▶ **What to produce**: The required output is the line with "Can you spot the black shorts" and each line that follows it to the end of the entries below, copied exactly and with nothing added.

Data excerpts
══════════════════════════════
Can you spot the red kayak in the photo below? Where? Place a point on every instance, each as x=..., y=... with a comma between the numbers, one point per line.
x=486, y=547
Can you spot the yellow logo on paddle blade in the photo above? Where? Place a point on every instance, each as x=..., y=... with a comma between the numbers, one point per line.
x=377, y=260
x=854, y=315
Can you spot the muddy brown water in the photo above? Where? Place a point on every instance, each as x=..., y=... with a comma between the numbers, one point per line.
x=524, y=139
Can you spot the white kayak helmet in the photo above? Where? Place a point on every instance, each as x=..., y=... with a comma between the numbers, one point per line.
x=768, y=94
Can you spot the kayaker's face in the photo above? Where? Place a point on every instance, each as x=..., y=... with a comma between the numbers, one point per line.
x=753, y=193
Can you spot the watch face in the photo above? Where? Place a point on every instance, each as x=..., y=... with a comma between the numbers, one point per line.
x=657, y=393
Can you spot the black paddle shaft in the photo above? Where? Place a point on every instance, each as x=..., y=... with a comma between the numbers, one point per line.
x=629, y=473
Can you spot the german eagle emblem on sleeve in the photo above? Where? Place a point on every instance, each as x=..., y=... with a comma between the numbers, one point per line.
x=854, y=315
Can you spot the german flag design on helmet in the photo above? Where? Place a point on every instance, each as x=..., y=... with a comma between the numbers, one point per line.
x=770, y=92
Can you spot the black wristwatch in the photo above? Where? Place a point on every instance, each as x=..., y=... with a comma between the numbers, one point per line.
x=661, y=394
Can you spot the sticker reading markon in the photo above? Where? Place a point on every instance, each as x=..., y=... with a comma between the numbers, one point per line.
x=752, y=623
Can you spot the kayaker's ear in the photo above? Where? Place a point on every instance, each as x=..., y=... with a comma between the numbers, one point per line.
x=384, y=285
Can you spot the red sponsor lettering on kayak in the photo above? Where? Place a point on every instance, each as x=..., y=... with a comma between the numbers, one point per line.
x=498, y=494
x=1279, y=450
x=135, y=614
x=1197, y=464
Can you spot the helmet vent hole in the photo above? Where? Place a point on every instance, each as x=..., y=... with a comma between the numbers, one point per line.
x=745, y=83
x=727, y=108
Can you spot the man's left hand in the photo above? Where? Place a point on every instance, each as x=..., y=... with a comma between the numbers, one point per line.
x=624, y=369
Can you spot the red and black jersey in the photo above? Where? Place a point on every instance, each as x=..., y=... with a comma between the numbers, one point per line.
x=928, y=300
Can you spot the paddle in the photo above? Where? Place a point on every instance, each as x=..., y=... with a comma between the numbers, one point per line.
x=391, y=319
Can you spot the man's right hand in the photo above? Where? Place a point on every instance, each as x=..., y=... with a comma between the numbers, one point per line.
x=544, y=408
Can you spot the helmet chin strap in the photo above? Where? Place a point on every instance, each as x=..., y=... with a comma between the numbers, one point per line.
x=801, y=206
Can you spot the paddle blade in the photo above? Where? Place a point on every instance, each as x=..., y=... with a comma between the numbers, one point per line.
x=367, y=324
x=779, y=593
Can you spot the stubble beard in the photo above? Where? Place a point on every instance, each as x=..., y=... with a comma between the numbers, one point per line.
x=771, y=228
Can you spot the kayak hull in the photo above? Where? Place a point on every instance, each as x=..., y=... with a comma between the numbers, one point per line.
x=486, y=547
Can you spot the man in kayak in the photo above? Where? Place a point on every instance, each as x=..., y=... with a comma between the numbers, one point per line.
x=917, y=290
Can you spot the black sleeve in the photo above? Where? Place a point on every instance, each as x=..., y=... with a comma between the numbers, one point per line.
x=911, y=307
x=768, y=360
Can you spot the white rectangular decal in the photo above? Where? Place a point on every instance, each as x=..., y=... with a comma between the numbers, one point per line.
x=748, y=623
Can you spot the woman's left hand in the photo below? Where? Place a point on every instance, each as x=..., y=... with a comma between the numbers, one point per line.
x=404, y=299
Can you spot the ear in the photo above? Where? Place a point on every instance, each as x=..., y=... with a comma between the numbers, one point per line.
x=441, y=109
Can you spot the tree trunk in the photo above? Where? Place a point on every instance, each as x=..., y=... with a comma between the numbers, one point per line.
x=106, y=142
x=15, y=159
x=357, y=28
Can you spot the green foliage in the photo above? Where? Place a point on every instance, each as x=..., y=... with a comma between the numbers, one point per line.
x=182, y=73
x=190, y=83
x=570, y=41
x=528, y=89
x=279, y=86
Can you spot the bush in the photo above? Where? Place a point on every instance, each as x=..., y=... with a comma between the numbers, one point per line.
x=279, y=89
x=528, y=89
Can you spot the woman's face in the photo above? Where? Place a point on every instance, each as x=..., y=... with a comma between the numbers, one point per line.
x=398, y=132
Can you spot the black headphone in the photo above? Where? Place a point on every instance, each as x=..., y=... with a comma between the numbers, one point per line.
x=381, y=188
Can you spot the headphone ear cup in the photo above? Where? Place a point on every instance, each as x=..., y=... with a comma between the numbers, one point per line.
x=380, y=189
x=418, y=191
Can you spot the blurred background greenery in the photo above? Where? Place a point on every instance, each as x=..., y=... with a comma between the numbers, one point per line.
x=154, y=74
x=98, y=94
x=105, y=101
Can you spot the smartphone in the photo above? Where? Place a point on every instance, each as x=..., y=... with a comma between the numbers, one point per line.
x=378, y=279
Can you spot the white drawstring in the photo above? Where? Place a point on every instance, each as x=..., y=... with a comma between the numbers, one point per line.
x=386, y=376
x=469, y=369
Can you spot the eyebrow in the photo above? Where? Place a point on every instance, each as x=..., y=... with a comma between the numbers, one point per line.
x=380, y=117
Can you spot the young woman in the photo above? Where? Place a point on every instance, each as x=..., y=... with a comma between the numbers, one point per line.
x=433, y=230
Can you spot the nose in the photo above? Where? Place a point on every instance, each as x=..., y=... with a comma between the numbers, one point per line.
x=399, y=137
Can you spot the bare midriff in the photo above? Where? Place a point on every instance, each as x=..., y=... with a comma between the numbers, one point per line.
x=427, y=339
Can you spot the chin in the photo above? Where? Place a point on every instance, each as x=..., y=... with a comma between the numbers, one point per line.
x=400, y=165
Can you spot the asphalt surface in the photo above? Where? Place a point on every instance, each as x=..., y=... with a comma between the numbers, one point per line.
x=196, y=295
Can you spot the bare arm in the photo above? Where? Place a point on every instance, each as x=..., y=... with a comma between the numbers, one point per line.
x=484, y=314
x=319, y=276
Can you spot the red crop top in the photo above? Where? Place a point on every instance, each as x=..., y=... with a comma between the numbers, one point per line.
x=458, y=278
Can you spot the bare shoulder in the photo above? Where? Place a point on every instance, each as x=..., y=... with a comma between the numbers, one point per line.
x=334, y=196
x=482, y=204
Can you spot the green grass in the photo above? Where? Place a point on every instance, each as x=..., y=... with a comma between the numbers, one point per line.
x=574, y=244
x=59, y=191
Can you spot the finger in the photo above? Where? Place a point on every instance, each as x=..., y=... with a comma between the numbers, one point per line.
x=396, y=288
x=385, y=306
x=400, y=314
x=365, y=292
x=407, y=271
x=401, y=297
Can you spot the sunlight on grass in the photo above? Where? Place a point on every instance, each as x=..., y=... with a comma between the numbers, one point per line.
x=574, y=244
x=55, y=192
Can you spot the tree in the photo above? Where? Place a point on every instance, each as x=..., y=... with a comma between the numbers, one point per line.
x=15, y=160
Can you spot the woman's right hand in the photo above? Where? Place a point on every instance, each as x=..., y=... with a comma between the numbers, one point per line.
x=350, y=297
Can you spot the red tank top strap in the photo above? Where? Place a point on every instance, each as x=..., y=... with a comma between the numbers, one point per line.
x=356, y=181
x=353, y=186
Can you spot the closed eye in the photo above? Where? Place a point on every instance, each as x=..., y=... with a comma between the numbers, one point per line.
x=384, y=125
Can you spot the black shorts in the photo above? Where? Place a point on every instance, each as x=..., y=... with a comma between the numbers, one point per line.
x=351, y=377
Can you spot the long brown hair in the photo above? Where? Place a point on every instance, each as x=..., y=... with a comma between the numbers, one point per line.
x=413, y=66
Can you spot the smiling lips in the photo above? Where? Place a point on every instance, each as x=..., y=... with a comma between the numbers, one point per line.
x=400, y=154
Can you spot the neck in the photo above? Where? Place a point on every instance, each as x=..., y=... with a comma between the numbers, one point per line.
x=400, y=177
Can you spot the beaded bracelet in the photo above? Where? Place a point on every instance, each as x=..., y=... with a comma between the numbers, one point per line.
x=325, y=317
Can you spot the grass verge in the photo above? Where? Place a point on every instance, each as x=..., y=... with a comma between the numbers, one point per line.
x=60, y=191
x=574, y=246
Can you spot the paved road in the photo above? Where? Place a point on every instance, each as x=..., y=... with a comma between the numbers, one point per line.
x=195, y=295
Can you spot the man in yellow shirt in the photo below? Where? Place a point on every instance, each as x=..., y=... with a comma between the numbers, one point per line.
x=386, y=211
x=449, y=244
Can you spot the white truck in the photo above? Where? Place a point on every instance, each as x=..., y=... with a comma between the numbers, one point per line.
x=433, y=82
══════════════════════════════
▶ **Answer to this task**:
Can you spot the black shorts in the photo above? Where? Place a point on every instance, each as x=..., y=... with a comma between the numbers, one point per line.
x=351, y=377
Can you spot the long brown hair in the photo above? Where? Place a point on every instance, each as x=..., y=... with a comma between the numbers, one point per line.
x=413, y=66
Can you spot the smiling lips in the photo above? Where? Place a point on every instance, each as x=..., y=... with a comma between the numbers, one point per line.
x=400, y=154
Can you spot the neck in the photo above? Where? Place a point on every instance, each as x=..., y=... with a comma between the numbers, one point per line.
x=400, y=177
Can you spot the beaded bracelet in the photo above? Where? Place a point on every instance, each as x=..., y=... with a comma between the numbers, one point per line.
x=325, y=317
Can you spot the grass verge in the photo above? Where? Place a point on every instance, each as x=..., y=... with a comma between the numbers, one point per line.
x=60, y=191
x=574, y=246
Can you spot the paved road in the photo above? Where? Place a point on every instance, each as x=..., y=... with a comma between the numbers, one point per line.
x=195, y=295
Can you spot the man in yellow shirt in the photo below? Where? Place a point on every instance, each as x=..., y=... with a comma between the numbers, one point per line.
x=386, y=211
x=449, y=244
Can you spot the white truck in the photo above? Where? Place a point on every instance, each as x=..., y=... with a comma between the numbers, one point per line.
x=433, y=82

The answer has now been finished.